+++ Records shown
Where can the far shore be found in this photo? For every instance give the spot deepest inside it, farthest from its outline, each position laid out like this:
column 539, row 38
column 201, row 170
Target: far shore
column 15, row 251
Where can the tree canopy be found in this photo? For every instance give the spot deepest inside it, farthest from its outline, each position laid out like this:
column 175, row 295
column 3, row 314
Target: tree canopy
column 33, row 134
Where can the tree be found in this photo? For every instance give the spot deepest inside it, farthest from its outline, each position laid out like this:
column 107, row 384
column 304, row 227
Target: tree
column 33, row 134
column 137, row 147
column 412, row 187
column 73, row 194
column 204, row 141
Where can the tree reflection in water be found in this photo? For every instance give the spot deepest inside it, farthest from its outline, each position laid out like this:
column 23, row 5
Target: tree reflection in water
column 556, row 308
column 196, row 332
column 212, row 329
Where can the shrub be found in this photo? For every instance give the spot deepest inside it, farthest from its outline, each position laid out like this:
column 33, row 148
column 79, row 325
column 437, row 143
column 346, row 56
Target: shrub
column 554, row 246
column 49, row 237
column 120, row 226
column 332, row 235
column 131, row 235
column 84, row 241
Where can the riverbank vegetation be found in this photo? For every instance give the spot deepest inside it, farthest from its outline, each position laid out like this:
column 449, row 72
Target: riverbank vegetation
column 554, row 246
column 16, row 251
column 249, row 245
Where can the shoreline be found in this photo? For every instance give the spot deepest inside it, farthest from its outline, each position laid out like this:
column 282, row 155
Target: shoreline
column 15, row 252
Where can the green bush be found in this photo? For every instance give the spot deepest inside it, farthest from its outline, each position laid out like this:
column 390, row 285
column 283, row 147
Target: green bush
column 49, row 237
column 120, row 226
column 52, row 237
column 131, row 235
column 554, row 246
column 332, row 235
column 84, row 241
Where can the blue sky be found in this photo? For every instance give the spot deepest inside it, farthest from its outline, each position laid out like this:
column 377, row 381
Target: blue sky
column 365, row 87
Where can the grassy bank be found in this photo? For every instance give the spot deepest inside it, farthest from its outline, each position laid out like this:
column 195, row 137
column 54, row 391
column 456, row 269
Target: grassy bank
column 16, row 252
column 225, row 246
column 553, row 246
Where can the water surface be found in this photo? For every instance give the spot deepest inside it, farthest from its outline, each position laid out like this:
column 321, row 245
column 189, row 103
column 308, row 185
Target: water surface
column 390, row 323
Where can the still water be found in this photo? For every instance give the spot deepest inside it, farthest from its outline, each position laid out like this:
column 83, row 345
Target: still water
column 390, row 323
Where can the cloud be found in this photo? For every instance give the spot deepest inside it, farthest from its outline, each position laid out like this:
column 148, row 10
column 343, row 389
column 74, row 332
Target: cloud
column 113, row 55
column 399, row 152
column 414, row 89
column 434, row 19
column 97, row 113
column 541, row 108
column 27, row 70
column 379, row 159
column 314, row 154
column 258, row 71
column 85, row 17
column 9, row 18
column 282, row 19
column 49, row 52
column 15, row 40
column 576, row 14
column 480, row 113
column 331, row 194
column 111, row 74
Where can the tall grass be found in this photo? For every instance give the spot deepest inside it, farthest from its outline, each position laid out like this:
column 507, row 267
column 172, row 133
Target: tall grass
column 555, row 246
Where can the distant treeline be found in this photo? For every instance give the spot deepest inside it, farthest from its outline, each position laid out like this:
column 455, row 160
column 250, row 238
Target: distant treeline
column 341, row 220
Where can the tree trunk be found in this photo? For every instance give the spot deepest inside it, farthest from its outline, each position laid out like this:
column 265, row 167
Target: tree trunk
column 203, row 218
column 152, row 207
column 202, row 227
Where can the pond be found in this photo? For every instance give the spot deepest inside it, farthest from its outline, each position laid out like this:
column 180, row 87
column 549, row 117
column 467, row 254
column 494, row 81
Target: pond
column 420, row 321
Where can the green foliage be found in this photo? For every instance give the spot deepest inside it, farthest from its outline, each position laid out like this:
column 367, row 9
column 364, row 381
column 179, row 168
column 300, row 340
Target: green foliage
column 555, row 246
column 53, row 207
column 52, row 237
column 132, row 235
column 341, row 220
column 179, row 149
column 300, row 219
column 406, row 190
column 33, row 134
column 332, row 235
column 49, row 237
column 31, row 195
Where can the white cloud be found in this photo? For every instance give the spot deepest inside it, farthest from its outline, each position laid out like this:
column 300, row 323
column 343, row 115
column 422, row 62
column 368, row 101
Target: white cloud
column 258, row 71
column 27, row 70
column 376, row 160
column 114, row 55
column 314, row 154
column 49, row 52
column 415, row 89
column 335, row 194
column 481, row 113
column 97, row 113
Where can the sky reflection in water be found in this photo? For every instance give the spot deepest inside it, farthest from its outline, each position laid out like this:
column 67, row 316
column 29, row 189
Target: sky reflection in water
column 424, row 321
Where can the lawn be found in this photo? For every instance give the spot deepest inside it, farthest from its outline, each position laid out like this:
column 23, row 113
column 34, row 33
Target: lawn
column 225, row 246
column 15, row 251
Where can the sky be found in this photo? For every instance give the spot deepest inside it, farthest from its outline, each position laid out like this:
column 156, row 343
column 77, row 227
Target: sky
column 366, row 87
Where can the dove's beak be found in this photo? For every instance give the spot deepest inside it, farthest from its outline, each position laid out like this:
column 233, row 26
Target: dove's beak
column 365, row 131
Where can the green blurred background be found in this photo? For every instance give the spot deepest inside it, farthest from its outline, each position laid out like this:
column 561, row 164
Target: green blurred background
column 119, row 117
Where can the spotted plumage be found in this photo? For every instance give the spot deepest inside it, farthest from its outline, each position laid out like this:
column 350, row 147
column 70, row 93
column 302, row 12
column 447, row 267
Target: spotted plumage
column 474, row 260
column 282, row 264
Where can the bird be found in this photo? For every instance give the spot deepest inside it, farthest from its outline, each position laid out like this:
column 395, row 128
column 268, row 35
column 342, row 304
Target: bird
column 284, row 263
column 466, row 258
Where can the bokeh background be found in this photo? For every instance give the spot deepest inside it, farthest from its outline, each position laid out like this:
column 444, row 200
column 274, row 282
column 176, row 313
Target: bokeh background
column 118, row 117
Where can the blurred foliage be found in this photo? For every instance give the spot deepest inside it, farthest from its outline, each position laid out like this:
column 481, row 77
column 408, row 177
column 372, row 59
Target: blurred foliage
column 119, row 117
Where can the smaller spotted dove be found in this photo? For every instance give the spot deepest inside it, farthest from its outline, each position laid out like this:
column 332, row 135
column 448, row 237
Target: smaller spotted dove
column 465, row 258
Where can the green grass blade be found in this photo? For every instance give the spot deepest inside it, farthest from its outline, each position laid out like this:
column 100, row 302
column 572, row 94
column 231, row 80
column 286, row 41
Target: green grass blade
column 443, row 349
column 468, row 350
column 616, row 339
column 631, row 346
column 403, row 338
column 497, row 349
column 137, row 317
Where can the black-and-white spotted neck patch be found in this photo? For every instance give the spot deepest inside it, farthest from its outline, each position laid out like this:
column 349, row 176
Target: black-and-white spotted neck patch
++++++
• **What you need to do**
Before answering, check every line of the records for the string "patch", then state how many lines have it, with the number only.

• **Task solution**
2